= INFORMATION SHOWN =
######

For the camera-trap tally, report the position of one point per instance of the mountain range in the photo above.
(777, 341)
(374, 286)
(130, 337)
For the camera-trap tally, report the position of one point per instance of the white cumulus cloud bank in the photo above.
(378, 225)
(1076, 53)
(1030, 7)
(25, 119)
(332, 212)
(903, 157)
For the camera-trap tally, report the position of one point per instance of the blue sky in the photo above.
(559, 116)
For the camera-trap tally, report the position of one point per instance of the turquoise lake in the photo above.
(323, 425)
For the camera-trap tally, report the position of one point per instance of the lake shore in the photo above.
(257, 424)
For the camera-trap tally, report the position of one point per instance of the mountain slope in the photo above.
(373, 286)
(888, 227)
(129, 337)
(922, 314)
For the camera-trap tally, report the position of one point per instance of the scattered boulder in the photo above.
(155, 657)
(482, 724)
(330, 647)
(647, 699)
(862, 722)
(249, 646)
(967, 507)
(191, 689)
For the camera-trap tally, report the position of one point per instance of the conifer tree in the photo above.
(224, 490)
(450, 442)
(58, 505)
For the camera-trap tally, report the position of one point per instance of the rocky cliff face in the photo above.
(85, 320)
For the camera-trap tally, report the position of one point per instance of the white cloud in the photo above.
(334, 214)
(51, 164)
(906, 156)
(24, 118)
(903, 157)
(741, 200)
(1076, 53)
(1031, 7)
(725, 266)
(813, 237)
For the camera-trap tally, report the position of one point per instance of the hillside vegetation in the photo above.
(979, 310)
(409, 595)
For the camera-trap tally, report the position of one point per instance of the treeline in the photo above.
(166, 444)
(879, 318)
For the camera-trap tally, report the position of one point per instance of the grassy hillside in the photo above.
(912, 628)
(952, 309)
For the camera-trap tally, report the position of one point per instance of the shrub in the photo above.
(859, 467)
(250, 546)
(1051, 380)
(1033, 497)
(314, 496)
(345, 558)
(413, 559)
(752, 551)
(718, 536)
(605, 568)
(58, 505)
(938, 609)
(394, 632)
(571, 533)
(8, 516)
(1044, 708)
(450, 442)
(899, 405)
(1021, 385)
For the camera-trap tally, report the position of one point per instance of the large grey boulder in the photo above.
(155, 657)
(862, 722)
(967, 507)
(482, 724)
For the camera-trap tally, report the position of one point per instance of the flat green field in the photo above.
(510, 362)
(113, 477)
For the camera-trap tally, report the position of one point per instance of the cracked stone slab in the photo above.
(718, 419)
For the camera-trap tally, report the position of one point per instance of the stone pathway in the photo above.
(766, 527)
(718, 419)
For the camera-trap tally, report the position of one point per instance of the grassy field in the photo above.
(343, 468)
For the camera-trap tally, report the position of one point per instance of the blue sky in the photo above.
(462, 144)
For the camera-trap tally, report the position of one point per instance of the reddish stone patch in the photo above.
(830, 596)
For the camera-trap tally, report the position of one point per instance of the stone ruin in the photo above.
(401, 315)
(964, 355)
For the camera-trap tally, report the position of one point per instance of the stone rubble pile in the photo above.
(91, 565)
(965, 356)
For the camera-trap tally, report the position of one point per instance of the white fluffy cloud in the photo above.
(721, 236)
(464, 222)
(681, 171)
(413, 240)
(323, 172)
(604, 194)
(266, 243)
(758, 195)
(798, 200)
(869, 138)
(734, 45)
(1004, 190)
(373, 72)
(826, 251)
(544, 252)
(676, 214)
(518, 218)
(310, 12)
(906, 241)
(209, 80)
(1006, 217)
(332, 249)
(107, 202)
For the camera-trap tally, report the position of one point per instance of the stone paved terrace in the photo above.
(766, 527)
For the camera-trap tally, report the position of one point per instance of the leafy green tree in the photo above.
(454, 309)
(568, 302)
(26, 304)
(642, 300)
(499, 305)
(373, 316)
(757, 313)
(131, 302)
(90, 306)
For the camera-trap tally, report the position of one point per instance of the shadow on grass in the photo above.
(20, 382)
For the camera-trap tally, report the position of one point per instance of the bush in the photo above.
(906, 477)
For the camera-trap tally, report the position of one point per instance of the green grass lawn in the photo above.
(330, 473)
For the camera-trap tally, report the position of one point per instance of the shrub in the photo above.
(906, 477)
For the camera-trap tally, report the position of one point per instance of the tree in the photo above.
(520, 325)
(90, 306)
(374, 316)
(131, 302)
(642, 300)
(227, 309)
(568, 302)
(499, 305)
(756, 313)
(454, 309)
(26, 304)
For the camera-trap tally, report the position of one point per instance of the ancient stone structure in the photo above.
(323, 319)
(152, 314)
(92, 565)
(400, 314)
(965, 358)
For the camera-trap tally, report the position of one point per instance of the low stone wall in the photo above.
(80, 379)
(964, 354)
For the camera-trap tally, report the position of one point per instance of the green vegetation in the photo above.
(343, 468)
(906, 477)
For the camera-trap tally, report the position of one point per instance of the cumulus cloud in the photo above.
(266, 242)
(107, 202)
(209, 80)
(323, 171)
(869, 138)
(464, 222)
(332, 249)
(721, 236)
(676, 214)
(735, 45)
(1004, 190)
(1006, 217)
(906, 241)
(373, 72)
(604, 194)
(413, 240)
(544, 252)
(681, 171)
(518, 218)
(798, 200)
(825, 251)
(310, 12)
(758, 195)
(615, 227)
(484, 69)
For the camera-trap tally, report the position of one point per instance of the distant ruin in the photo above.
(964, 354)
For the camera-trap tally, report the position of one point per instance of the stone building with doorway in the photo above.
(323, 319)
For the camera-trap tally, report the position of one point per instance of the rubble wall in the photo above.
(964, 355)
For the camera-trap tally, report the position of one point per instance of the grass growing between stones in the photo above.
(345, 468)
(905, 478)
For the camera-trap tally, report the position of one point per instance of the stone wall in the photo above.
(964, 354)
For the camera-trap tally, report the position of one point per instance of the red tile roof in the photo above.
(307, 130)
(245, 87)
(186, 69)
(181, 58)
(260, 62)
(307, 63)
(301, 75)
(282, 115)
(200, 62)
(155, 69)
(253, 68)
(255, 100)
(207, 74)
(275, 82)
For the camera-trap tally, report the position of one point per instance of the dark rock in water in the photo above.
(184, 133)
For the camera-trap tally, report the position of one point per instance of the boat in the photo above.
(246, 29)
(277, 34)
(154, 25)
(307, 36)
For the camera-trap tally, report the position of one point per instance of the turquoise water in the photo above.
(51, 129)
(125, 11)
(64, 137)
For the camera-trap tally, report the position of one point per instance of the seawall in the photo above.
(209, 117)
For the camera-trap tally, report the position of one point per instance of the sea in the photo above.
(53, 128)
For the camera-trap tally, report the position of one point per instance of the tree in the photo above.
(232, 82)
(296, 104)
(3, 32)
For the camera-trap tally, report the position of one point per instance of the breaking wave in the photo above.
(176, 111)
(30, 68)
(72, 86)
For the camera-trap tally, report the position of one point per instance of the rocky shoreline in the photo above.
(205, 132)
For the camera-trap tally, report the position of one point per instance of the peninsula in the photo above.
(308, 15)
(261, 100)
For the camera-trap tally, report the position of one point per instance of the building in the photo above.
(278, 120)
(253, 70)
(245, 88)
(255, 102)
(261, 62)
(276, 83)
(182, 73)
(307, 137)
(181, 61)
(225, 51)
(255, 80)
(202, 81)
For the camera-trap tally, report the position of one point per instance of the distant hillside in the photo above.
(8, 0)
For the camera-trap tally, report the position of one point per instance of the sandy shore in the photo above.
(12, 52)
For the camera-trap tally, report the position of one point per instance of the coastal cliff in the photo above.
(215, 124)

######

Starting at the line that contains "peninsula in the photo above." and ending at the end of the data, rewrite those lines with "building" changed to "house" and everything else left as it is. Return only those lines.

For the camera-trap tally, report the position of one point per instance of the peninsula in the photo above.
(308, 15)
(261, 100)
For the camera-trap tally, report the position of one point per instance of the house in the photo above.
(278, 120)
(253, 70)
(245, 88)
(255, 102)
(261, 62)
(276, 83)
(182, 73)
(307, 137)
(181, 61)
(225, 51)
(255, 80)
(202, 81)
For the camera-trap tally, report the position of one point per instance of the distant hillside in the photo above.
(8, 0)
For the camera-trap tally, report the position of one point per instance of the sandy shore in the photo above.
(12, 52)
For the camera-trap tally, report the position of one point per instance of the coastal cliff in the photo above.
(215, 124)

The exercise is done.